◆ **Written exercise**
Change every occurrence of "car wheel" to "bicycle wheel" in the listing below, keeping all other text the same. Leave the pictures out of your answer.

◆ **Data section**
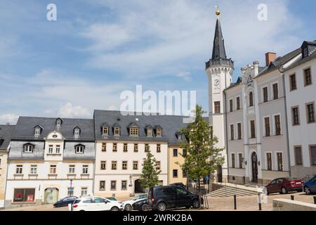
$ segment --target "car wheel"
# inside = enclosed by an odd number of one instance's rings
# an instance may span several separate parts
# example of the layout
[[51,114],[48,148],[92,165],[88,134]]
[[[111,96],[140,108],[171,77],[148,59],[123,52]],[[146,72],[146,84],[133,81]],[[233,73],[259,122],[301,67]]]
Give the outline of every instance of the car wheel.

◆ **Exercise solution**
$ segment --target "bicycle wheel"
# inside = enclosed by an odd number of one instance's rings
# an instance may span several separate parts
# example of the layout
[[51,114],[48,148],[92,165],[88,134]]
[[[111,96],[140,108],[171,77],[148,59],[123,52]],[[146,72],[146,84],[133,81]],[[233,73],[259,122],[301,67]]]
Give the outline of every instance of the bicycle wheel.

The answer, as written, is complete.